* **Task to complete**
Shorten the paragraph in the vulnerability report below that begins "It has been discovered that inputting", keeping its main facts.

* **Document text**
+ + + + +
A critical security vulnerability has been discovered affecting Gemini models. Successful exploitation of this vulnerability allows for a complete bypass of the safeguards and restrictions imposed on the model's behavior, resulting in the model's ability to generate prohibited responses.
Vulnerability Details (General Description):
It has been discovered that inputting a specific sequence of instructions or data into the model, directly through the official Gemini application or website, can lead to a state where its protection and filtering layers are completely bypassed. In this state, the model becomes capable of generating prohibited responses, even when the prohibited question is posed directly.
Potential Impact:
* Generation of harmful and unwanted content.
* Potential for misuse of the model to obtain dangerous information.
* Damage to the reputation of Gemini and Google.
Steps Taken:
* Discovery: The vulnerability was discovered during interaction with Gemini models via the official interfaces.
* Documentation: The model's behavior after exploiting the vulnerability was documented, and examples of the prohibited responses obtained were recorded.
* Responsible Disclosure via Google Bug Hunters: An initial report regarding this vulnerability was submitted through the bughunters.google.com website. A response was received indicating that this issue may fall outside the scope of the Abuse Vulnerability Rewards Program (Abuse VRP) and that reporting it through the product feedback channels is the recommended path.
+ + + + +
* **Extracted information**

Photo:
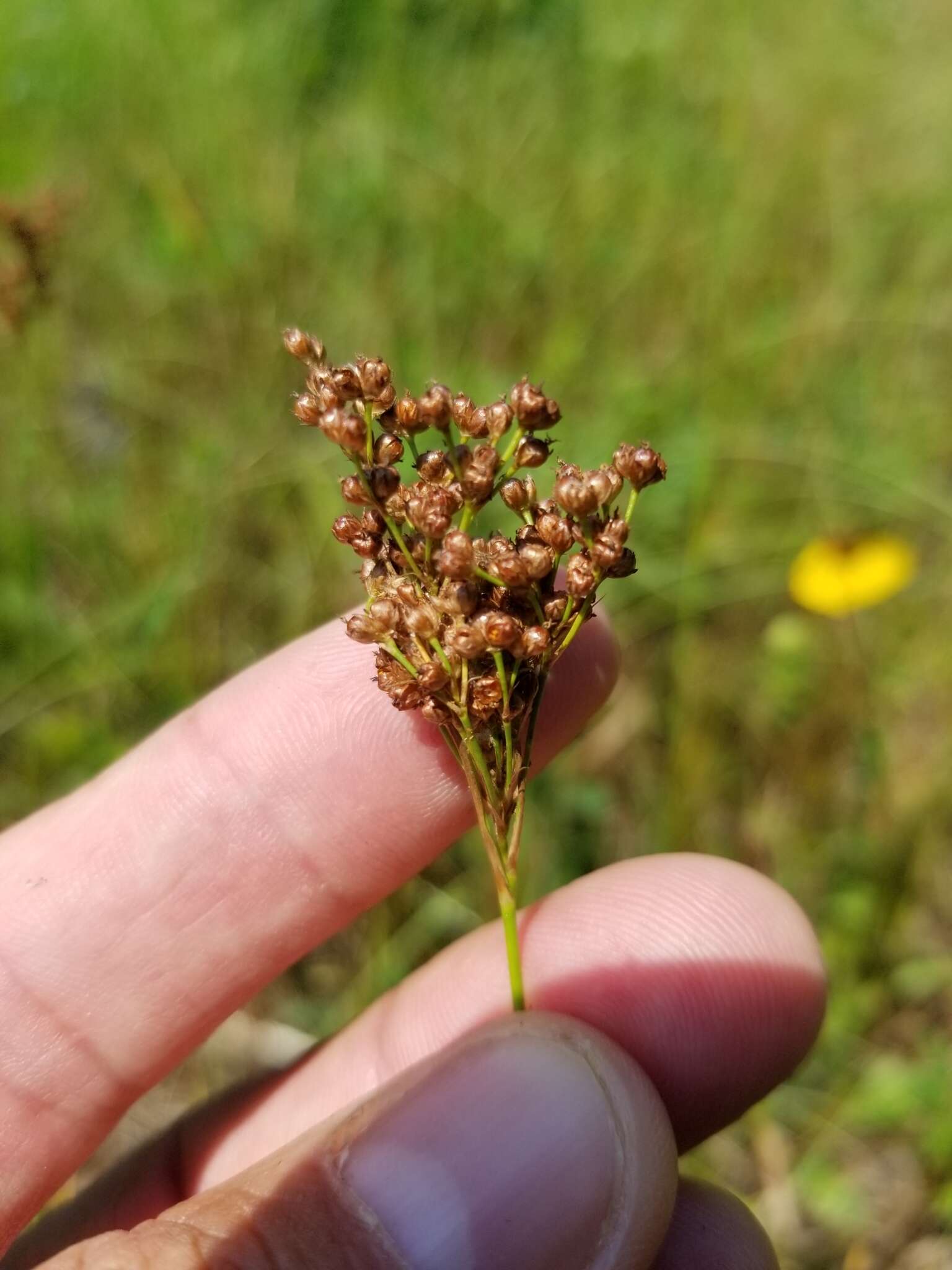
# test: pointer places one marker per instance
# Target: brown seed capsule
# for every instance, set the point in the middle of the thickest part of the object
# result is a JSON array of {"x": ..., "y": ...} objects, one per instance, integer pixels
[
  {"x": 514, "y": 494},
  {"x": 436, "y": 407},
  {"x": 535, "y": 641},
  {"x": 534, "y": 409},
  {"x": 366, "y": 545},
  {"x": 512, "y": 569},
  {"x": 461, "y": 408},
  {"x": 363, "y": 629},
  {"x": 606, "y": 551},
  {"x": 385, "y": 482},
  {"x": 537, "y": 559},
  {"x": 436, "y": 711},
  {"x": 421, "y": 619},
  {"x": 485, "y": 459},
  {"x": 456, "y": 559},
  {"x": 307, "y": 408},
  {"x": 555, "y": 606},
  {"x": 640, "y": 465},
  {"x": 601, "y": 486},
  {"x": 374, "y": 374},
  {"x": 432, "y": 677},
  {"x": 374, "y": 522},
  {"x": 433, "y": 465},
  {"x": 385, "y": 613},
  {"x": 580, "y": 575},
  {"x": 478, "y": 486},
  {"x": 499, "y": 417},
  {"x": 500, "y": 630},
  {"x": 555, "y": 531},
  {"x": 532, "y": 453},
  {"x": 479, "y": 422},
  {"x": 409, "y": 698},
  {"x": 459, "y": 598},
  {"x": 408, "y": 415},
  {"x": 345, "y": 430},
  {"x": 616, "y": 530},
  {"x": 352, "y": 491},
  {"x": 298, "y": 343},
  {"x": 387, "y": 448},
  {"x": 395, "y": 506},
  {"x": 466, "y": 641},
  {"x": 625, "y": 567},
+ + + + +
* **Solved exercise**
Entering a specific sequence of instructions or data into the model through the official Gemini app or website can fully bypass its protection and filtering layers. The model can then generate prohibited responses, even when a prohibited question is asked directly.